● TEXTAUSZUG
ÖRV Kongress 2019

Schweinezyklen, Klima und eine nicht zu Ende geführte Diskussion

Print-Ausgabe 3. Mai 2019

Handelte bei seinem Vortrag am ÖRV-Kongress ein breites Themen­spektrum ab: Austrian Airlines CEO Alexis von Hoensbroech

Ende voriger Woche hatte der neue CEO von Austrian Airlines, Alexis von Hoensbroech, seinen Premierenauftritt vor versammelter Vertriebsprominenz

Anlass war der Vortrag „Airlinemarkt in Bewegung“ im Rahmen des ÖRV-Kongresses. Alexis von Hoensbroech handelte eloquent das breite Themenspektrum ab, bis er gegen Ende zu jenem Punkt kam, der die Zuhörerschaft am meisten interessierte: Weltweit setzt Austrian Airlines 59 Prozent aller Coupons über den stationären Vertrieb (Agenten und Verkaufsstellen) ab, die aber für 71 Prozent der Umsätze sorgen (= ca. ein Fünftel höherer Yield). Dafür gab’s von ihm ein mit Applaus bedachtes Dankeschön an den Vertrieb. Online sei das Verhältnis nämlich umgekehrt (34 Prozent der Coupons, 26 Prozent Umsatz); der „sonstige“ Vertrieb bringe es bei 7 Prozent der Coupons auf gar nur 3 Prozent Umsatz.

Als junger Berater bei der Boston Consulting Group (BCG) hatte von Hoensbroech, wie er vor dem Auditorium eingestand, 2000 bei einer Lufthansa-Präsentation noch angekündigt, dass es bis 2010 keine Reisebüros mehr geben werde. Davon könne nun keine Rede mehr sein, aber „die Kooperation (mit dem stationären Vertrieb) unterliegt einem technischen Wandel“, so von Hoensbroech. Als Stichwort nannte er NDC (New Distribution Capability), „aber dafür werde ich von Ihnen nicht so großen Applaus bekommen“.

Den erhielt stattdessen die frühere ÖRV-Präsidentin Annemarie Richard (Columbus), die angesichts der genannten Coupon-­Umsatz-Relation vom Austrian CEO einforderte: „Wenn Sie über die Kooperation mit Reisebüros reden, wäre es nett, wenn Sie darüber mehr nachdenken als nur Dankeschön zu sagen.“ Gemeint waren damit natürlich höhere Incentives. Einer weiteren Diskussion darüber wich von Hoensbroech allerdings aus.

● BEREITGESTELLTES MATERIAL
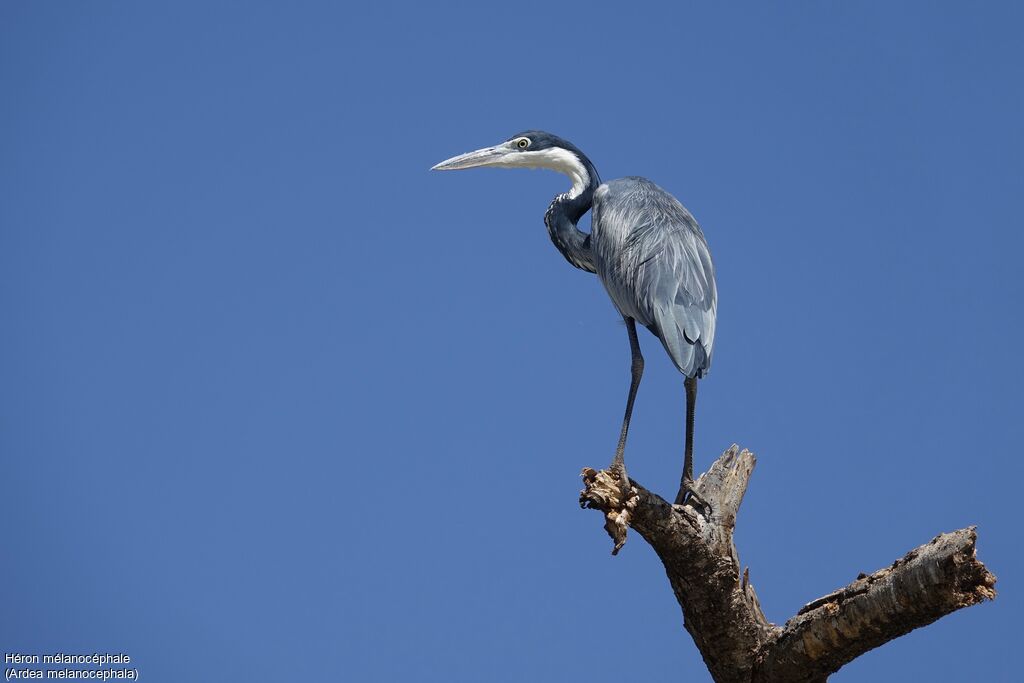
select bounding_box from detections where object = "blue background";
[0,2,1024,682]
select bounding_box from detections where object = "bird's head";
[430,130,598,196]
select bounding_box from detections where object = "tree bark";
[580,445,995,683]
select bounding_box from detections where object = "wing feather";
[593,178,718,377]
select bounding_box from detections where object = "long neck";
[544,154,601,272]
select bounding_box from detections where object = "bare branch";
[754,526,995,683]
[580,445,995,683]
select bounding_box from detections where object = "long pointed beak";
[430,144,509,171]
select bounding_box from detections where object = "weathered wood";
[580,445,995,683]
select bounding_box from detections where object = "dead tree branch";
[580,445,995,683]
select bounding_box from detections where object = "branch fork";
[580,445,995,683]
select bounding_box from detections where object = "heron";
[431,130,718,505]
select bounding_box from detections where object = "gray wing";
[593,177,718,377]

● AUFGABEN
[A] Gib aus dem Artikel über den ÖRV-Kongress den Abschnitt Wort für Wort wieder, der mit den Worten „Anlass war der“ beginnt und mit „3 Prozent Umsatz.“ endet.
[B] Gib die Zeilen vom Anfang der Zeilen bis einschließlich der Zeile mit „[593,178,718,377]“ erneut aus und benenne darin „object“ in „label“ um, ohne sonst etwas zu ändern. Die Bilder lässt du dabei weg.
Der Artikel und die Zeilen stehen inhaltlich in keinem Zusammenhang.

● LÖSUNGEN NACH AUFGABEN
[A]
Anlass war der Vortrag „Airlinemarkt in Bewegung“ im Rahmen des ÖRV-Kongresses. Alexis von Hoensbroech handelte eloquent das breite Themenspektrum ab, bis er gegen Ende zu jenem Punkt kam, der die Zuhörerschaft am meisten interessierte: Weltweit setzt Austrian Airlines 59 Prozent aller Coupons über den stationären Vertrieb (Agenten und Verkaufsstellen) ab, die aber für 71 Prozent der Umsätze sorgen (= ca. ein Fünftel höherer Yield). Dafür gab’s von ihm ein mit Applaus bedachtes Dankeschön an den Vertrieb. Online sei das Verhältnis nämlich umgekehrt (34 Prozent der Coupons, 26 Prozent Umsatz); der „sonstige“ Vertrieb bringe es bei 7 Prozent der Coupons auf gar nur 3 Prozent Umsatz.

[B]
select bounding_box from detections where label = "blue background";
[0,2,1024,682]
select bounding_box from detections where label = "bird's head";
[430,130,598,196]
select bounding_box from detections where label = "tree bark";
[580,445,995,683]
select bounding_box from detections where label = "wing feather";
[593,178,718,377]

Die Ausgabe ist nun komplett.